◆ **Fragmento del texto**
De Portada
La partida de los hijos de casa es una de las crisis vitales, pero no tiene por qué llevar a la angustia y a la depresión de los padres.
El silencio. El orden. La ausencia. Cuando se van los hijos, ese espacio llamado hogar se pone los atuendos más severos y formales. Como si la vida misma fuera el bullicio infantil y adolescente con sus constantes entradas y salidas, con las ropas y las cosas desparramadas. Como si cuando se fueran se llevaran, también, los latidos que mantienen vivo a ese lugar. Lo que dejan atrás es un espacio más pulcro y rígido, como una antigua prenda almidonada.
En la obra maestra de Richard Linklater Boyhood: Momentos de una vida (2014) —un enorme fresco sobre el paso del tiempo y la grandeza de las pequeñas cosas— la vida de Mason y las de su madre y hermana (con un padre presente pero en la periferia) atraviesa muchas etapas. Una constante en ese trayecto vital es cierto desorden y un movimiento que rara vez se detiene. Hacia el final de la película, cuando Mason se está por ir a estudiar a la universidad y la madre quedará sola, el hogar ya luce más disciplinado, arreglado.

◆ **Consigna escrita a**
Responde según el fragmento sobre la partida de los hijos:
(i) ¿A qué se compara el espacio que dejan atrás los hijos?
(ii) ¿Qué año aparece junto al título de la película de Richard Linklater?
(iii) ¿Qué está por hacer Mason hacia el final de la película?

◆ **Material proporcionado**
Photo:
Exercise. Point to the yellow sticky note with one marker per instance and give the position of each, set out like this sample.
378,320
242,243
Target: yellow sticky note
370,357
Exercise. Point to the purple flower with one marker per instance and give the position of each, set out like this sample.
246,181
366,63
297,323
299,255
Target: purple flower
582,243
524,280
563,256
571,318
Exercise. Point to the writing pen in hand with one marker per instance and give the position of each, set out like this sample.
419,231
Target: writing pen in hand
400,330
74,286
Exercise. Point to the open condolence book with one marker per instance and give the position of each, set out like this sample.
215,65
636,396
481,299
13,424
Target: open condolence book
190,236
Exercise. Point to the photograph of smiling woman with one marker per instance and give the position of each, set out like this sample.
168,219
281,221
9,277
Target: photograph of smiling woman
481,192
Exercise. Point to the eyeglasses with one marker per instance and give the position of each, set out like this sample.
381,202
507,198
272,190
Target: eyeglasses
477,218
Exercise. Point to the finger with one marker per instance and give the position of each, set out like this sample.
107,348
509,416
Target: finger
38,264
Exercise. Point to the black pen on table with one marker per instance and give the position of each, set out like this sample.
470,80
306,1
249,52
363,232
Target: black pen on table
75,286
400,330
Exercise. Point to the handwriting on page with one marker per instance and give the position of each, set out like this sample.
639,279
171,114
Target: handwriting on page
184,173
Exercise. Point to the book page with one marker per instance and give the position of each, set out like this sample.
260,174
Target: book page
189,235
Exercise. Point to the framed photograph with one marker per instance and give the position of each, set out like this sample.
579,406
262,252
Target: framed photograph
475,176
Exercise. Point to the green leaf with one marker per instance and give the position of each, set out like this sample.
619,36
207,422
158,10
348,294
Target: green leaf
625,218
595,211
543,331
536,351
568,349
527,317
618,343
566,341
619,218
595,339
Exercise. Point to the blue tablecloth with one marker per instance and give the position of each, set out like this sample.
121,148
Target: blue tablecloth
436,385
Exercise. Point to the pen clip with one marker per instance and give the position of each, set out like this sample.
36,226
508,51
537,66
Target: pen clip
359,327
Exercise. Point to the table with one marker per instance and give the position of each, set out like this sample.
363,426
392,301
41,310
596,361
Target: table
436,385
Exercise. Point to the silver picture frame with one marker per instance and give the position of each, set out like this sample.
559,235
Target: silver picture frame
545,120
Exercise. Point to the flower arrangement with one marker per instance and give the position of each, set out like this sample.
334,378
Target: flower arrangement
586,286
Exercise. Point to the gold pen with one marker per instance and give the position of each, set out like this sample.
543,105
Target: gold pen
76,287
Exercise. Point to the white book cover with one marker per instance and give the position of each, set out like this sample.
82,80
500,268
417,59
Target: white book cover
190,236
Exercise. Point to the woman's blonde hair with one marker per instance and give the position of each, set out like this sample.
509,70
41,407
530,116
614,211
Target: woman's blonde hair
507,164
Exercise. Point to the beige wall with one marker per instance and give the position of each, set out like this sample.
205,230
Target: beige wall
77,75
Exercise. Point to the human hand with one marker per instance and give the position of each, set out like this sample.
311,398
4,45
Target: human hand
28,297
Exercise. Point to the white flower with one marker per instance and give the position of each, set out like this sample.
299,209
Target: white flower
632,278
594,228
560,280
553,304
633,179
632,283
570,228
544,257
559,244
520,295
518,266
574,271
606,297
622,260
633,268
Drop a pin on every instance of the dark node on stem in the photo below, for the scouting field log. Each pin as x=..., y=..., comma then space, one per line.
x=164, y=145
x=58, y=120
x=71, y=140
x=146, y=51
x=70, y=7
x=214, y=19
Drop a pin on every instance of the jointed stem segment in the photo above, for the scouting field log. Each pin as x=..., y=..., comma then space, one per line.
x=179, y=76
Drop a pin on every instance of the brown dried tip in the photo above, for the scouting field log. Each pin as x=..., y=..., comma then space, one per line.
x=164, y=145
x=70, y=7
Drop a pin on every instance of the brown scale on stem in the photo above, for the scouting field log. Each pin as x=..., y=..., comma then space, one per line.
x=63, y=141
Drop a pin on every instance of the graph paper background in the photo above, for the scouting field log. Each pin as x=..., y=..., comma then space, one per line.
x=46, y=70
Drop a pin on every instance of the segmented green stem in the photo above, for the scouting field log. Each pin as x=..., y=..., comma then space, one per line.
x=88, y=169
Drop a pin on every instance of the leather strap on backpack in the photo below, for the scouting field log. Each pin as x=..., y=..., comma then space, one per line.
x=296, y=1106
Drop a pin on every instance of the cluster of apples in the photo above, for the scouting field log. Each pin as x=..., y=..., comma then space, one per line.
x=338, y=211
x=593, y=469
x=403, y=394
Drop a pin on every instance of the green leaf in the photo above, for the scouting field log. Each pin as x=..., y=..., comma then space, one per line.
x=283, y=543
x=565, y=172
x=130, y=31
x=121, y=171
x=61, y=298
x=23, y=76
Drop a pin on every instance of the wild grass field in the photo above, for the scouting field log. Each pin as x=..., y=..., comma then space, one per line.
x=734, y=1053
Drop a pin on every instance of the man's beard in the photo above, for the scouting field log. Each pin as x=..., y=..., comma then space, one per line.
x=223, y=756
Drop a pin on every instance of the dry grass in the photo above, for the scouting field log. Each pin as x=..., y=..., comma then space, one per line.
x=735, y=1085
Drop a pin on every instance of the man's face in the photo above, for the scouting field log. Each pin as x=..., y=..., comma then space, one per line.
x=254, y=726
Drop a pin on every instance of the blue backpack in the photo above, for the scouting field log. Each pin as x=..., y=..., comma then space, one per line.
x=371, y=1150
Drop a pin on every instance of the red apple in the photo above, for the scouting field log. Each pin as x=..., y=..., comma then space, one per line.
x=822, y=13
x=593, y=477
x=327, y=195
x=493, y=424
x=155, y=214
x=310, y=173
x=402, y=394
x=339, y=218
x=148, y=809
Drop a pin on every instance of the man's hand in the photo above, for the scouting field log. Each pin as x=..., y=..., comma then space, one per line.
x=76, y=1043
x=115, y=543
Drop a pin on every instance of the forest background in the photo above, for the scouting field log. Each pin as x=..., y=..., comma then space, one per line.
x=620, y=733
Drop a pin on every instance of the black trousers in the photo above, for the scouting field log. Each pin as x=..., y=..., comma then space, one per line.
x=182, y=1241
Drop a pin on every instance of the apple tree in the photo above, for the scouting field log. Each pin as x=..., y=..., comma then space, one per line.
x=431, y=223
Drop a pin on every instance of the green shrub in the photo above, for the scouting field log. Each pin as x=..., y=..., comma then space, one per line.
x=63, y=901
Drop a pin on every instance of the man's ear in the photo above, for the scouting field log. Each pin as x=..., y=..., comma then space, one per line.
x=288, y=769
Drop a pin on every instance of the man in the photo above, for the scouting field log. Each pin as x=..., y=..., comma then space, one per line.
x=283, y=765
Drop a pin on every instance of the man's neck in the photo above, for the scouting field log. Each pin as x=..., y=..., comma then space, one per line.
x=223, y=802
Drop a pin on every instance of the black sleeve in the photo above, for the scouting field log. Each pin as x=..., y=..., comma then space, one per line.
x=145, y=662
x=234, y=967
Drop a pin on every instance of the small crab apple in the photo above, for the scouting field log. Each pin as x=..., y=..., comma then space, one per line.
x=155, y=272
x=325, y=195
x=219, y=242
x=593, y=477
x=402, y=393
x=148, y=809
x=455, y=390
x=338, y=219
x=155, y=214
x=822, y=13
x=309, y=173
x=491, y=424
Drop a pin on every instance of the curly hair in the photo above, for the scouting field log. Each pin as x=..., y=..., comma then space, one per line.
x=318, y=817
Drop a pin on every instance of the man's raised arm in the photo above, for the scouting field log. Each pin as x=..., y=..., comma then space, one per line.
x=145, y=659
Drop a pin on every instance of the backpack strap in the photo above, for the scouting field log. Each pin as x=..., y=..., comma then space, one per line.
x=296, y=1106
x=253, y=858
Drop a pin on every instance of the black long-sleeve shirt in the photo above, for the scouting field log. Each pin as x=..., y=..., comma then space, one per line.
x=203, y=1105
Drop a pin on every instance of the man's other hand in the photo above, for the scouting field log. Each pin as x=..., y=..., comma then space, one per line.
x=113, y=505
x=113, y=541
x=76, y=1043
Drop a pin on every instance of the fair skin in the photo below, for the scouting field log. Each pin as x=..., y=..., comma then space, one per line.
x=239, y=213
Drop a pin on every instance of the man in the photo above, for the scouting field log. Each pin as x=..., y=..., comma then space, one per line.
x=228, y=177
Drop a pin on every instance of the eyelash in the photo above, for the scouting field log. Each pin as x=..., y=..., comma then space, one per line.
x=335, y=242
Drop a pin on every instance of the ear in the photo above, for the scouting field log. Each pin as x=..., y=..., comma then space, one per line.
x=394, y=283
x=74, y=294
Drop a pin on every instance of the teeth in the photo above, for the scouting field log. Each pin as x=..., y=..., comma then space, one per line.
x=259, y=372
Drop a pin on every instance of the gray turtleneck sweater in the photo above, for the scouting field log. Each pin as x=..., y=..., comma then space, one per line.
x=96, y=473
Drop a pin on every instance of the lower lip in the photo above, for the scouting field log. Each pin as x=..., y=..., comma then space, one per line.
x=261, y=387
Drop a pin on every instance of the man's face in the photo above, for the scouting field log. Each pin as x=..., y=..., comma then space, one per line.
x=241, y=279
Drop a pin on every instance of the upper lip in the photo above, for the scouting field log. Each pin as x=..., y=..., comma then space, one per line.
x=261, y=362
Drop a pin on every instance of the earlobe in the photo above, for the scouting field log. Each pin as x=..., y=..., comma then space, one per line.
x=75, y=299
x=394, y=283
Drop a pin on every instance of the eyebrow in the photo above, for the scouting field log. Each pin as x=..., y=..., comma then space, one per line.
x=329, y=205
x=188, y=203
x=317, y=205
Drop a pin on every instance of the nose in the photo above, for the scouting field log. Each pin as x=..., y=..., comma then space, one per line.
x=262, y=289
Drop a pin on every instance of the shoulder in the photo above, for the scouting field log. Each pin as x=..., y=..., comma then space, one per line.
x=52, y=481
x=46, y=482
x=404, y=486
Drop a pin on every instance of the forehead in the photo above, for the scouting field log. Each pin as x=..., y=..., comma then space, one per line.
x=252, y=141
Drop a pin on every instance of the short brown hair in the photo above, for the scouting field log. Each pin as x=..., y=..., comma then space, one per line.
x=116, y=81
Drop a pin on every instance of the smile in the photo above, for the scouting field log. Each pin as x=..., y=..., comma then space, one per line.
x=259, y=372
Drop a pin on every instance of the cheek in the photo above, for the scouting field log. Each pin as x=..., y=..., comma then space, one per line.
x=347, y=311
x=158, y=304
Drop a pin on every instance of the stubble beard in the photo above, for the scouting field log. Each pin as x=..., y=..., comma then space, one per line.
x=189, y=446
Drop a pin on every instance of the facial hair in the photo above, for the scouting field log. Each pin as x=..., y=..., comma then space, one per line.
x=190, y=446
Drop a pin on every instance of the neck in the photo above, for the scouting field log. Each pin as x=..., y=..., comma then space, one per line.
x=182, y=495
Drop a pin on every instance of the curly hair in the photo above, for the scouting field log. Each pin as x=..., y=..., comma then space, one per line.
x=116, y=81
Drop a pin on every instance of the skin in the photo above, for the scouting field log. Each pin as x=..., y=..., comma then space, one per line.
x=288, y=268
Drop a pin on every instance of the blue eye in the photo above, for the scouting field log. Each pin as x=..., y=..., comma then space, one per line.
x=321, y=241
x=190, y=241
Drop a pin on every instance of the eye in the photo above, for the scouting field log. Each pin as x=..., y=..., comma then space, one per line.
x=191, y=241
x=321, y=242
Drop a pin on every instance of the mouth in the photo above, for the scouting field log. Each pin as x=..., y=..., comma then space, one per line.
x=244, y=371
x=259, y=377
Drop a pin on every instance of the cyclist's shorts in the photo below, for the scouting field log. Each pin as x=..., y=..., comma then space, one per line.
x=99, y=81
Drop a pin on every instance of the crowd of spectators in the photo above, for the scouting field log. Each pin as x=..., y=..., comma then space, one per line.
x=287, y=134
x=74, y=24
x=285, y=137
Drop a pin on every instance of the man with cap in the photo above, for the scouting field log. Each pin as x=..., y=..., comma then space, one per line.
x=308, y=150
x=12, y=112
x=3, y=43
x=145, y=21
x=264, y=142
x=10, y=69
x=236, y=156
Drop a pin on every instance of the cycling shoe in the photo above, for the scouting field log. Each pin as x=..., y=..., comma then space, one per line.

◆ **Consigna escrita b**
Extrae todas las filas que contengan la palabra "human" y cópialas. Distingue entre mayúsculas y minúsculas.

◆ **Respuesta escrita a**
(i) A una antigua prenda almidonada.
(ii) 2014.
(iii) Irse a estudiar a la universidad.

◆ **Respuesta escrita b**
Exercise. Point to the human hand with one marker per instance and give the position of each, set out like this sample.
Target: human hand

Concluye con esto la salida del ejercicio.